# [Set exercise]
Copy out the whole listing below word for word, leaving out the pictures.
═════ Information supplied
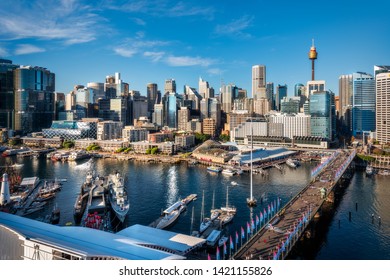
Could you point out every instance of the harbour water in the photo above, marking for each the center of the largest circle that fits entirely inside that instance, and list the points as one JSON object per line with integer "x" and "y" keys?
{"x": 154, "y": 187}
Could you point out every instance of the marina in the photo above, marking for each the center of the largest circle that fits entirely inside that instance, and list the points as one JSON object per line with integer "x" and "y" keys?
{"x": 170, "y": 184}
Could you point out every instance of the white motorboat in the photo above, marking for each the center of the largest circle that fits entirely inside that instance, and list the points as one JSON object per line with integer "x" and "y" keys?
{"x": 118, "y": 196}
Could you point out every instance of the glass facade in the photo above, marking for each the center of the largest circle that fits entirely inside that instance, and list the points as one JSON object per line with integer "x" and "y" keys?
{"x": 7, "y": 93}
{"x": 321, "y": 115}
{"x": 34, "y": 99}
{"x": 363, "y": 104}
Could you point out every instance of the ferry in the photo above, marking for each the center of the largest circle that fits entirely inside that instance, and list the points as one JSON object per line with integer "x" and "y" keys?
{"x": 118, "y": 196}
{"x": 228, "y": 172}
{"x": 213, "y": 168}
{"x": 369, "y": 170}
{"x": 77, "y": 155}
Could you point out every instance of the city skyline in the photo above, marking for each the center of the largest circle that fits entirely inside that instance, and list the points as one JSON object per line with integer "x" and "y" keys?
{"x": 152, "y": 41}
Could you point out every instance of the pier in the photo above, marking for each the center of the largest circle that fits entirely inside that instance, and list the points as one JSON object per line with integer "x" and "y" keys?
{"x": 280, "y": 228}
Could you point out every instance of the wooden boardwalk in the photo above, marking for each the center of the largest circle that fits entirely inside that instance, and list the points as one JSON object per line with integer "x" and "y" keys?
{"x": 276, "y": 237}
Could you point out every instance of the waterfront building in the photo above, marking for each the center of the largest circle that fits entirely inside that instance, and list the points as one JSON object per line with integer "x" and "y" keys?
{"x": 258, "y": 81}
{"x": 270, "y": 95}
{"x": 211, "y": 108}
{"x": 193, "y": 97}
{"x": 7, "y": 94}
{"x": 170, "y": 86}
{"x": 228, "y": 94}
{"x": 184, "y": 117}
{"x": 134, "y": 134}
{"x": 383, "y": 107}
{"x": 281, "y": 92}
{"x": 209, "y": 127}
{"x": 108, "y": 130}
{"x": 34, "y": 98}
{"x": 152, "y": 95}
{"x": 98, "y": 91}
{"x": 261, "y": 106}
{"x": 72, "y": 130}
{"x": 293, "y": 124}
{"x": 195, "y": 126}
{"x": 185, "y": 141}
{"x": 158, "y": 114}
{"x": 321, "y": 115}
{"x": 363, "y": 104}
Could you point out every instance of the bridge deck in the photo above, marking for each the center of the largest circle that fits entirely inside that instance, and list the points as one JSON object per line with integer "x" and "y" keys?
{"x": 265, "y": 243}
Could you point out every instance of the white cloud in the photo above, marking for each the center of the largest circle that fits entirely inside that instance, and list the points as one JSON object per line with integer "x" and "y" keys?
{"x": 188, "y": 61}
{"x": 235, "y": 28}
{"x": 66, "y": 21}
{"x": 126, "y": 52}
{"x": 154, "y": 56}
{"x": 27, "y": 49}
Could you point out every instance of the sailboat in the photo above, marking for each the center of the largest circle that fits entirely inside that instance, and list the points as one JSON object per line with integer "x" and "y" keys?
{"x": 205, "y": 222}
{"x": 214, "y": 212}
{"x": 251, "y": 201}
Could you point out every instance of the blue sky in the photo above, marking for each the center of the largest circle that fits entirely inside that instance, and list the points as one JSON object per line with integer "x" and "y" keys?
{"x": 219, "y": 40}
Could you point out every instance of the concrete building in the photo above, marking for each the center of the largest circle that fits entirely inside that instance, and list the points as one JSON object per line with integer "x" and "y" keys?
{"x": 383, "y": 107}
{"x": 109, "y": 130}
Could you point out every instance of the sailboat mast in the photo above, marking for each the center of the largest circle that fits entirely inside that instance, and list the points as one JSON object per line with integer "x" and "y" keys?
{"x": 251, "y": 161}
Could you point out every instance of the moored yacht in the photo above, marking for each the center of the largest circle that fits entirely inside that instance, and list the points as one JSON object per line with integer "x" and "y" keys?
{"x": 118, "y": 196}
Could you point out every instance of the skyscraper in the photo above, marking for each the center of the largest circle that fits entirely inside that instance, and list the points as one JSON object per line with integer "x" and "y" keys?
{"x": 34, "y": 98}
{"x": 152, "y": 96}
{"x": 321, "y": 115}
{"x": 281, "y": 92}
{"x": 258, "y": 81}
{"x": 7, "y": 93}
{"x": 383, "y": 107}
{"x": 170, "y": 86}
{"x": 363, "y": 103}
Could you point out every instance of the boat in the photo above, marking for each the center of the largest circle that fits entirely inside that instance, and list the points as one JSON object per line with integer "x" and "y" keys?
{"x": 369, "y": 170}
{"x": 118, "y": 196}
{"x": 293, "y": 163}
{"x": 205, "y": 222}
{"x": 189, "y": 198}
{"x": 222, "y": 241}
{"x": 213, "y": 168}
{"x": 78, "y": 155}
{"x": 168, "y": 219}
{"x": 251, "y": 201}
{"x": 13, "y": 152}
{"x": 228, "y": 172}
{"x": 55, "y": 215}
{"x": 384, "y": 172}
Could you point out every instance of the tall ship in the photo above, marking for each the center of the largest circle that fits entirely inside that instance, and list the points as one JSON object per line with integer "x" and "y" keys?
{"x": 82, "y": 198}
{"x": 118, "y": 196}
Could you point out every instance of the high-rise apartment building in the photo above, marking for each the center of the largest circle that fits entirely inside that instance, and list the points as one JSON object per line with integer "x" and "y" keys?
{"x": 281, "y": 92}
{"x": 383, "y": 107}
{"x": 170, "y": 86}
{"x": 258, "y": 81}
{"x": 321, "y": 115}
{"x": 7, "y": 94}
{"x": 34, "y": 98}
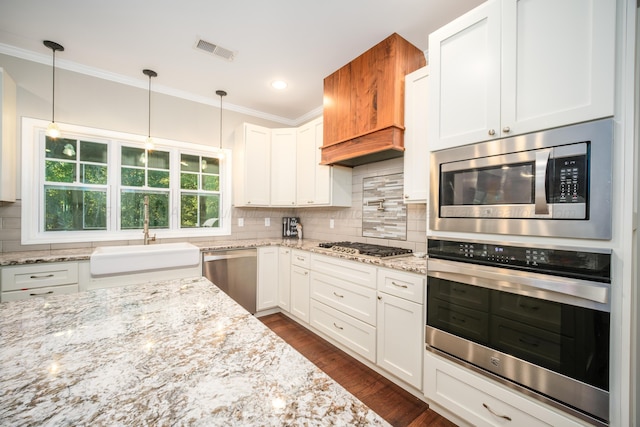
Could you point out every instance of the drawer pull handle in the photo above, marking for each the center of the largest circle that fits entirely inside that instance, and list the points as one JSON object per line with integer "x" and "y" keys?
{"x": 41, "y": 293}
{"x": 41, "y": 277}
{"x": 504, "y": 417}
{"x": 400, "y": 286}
══════════
# [Written solution]
Could you point out every instance of the harbour water in the photo above, marking for each the center of the largest circle that fits entirely inside that instance, and list the points as one JSON object per line with integer "x" and "y" keys?
{"x": 154, "y": 187}
Could you point out every instance of the marina in the photo above, marking for each the center of the largest circle that fits entirely inside that instance, and list the points as one JSON object per line with integer "x" and "y" keys?
{"x": 170, "y": 184}
Could you point out every instance of the white motorboat in the photo above, marking for each the center of the largest circle that fits entirely inside that instance, and list the points as one JSON object per line with integer "x" and "y" keys?
{"x": 118, "y": 196}
Could you point out every instance of the glass facade in the photo above, marking for each the center of the largest circle that fits entirely inside that instance, and list the points as one JSON object per line with integer "x" and "y" keys?
{"x": 7, "y": 93}
{"x": 321, "y": 115}
{"x": 34, "y": 99}
{"x": 363, "y": 104}
Could you point out every instance of the ferry in the photo above, marking for each the center of the largest circle that fits entirely inside that instance, and list the points as one JSON object per line with integer "x" and "y" keys?
{"x": 118, "y": 196}
{"x": 228, "y": 172}
{"x": 213, "y": 168}
{"x": 369, "y": 170}
{"x": 77, "y": 155}
Could you point out every instance of the city skyline in the photo above, marking for each the center of the largest circle that fits entirely inside that instance, and list the points as one JSON object per line with integer "x" and "y" keys?
{"x": 152, "y": 41}
Could you point out every instance of the pier in the photo above, marking for each the center of the largest circle that fits entirely inside that instance, and list the points as one JSON object per line with integer "x" and "y" keys?
{"x": 280, "y": 228}
Could you point out every instance of the wooden boardwalk in the photo above, marking for each the center of the largest circle that fits entirely inside that instance, and list the points as one JSON object per line with integer "x" and "y" keys?
{"x": 276, "y": 237}
Could you point out every instance of the waterfront building in the photo above, marking for each the center of the largest circle that fits entirely inside that instance, and list the points as one JSON object per line with integer "x" and "y" keys?
{"x": 258, "y": 81}
{"x": 270, "y": 95}
{"x": 211, "y": 108}
{"x": 193, "y": 97}
{"x": 7, "y": 94}
{"x": 170, "y": 86}
{"x": 228, "y": 94}
{"x": 184, "y": 117}
{"x": 134, "y": 134}
{"x": 383, "y": 107}
{"x": 281, "y": 92}
{"x": 209, "y": 127}
{"x": 108, "y": 130}
{"x": 34, "y": 98}
{"x": 152, "y": 95}
{"x": 98, "y": 91}
{"x": 261, "y": 106}
{"x": 72, "y": 130}
{"x": 293, "y": 124}
{"x": 195, "y": 126}
{"x": 185, "y": 141}
{"x": 158, "y": 114}
{"x": 321, "y": 115}
{"x": 363, "y": 104}
Could you point out every instance of the bridge deck in the photo above, marking for each the center of the largest circle that fits entirely inside that instance, and list the points as one JSON object per line with integer "x" and "y" keys?
{"x": 265, "y": 243}
Could you point out every instance of the white cloud in the photo above, marking for each the center of the largest circle that fits entirely inside that instance, and list the points as one JSON object per line with integer "x" and "y" keys?
{"x": 188, "y": 61}
{"x": 235, "y": 28}
{"x": 66, "y": 21}
{"x": 126, "y": 52}
{"x": 154, "y": 56}
{"x": 27, "y": 49}
Could you point out every instance of the sailboat in the photo above, marking for each the center of the largest circle that fits entirely inside that instance, and list the points as one JSON object per line with integer "x" and "y" keys?
{"x": 205, "y": 222}
{"x": 214, "y": 212}
{"x": 251, "y": 201}
Could you point out every instance of the blue sky in the photo above, marking for each the center of the largest circle that fits entirely inside that instance, and list the points as one JSON object per line with integer "x" and "y" keys?
{"x": 219, "y": 40}
Could you point out every instance of the concrete building in the photo above, marking for each the center of the largest circle that fits entirely inside that instance, and list the points as one JSON object per line with integer "x" and "y" keys?
{"x": 383, "y": 107}
{"x": 109, "y": 130}
Could you point out every instance of the sailboat mast in the photo above, marking for each the center of the largest circle that fits entirely inside that instance, and list the points as one JSON object per line with integer "x" and "y" keys?
{"x": 251, "y": 161}
Could you point out every instance of the moored yacht in the photo above, marking for each the center of the largest circle that fits entirely inside that instance, and list the points as one JSON object per line with integer "x" and "y" keys?
{"x": 118, "y": 196}
Could you point out every instance of the skyscraper in the photo above, marking for each the center of the largest circle that fits entirely inside that instance, and list the points as one JSON object per line with integer "x" and "y" keys?
{"x": 34, "y": 98}
{"x": 152, "y": 96}
{"x": 321, "y": 115}
{"x": 281, "y": 92}
{"x": 258, "y": 81}
{"x": 7, "y": 93}
{"x": 383, "y": 107}
{"x": 170, "y": 86}
{"x": 363, "y": 103}
Could you point out every instance of the boat in the photo above, marking for each the center of the largest circle that fits entirely inside that instance, and list the points as one JSON object per line with integer "x" and "y" keys?
{"x": 369, "y": 170}
{"x": 118, "y": 196}
{"x": 293, "y": 163}
{"x": 205, "y": 222}
{"x": 189, "y": 198}
{"x": 222, "y": 241}
{"x": 213, "y": 168}
{"x": 78, "y": 155}
{"x": 168, "y": 219}
{"x": 251, "y": 201}
{"x": 13, "y": 152}
{"x": 228, "y": 172}
{"x": 55, "y": 215}
{"x": 384, "y": 172}
Could you point out every instance of the tall ship in the photo above, marking for each the center of the largest circle that fits entirely inside that instance, and list the points as one JSON object per line with integer "x" and "y" keys?
{"x": 82, "y": 198}
{"x": 118, "y": 196}
Could you point out every instance of the high-rise apartment building in the photo above, marking for each the center of the largest circle that fits entirely inside that instance, and list the points as one JSON object per line with integer "x" and "y" keys?
{"x": 281, "y": 92}
{"x": 383, "y": 107}
{"x": 170, "y": 86}
{"x": 258, "y": 81}
{"x": 321, "y": 115}
{"x": 7, "y": 94}
{"x": 34, "y": 98}
Could you point out every instance of the drawer pull handle in the photo above, marking for each the center of the largest circle that fits entirely inside that instance, and list the points as one JSON object per line with integer "x" and "y" keys?
{"x": 41, "y": 293}
{"x": 41, "y": 277}
{"x": 504, "y": 417}
{"x": 400, "y": 286}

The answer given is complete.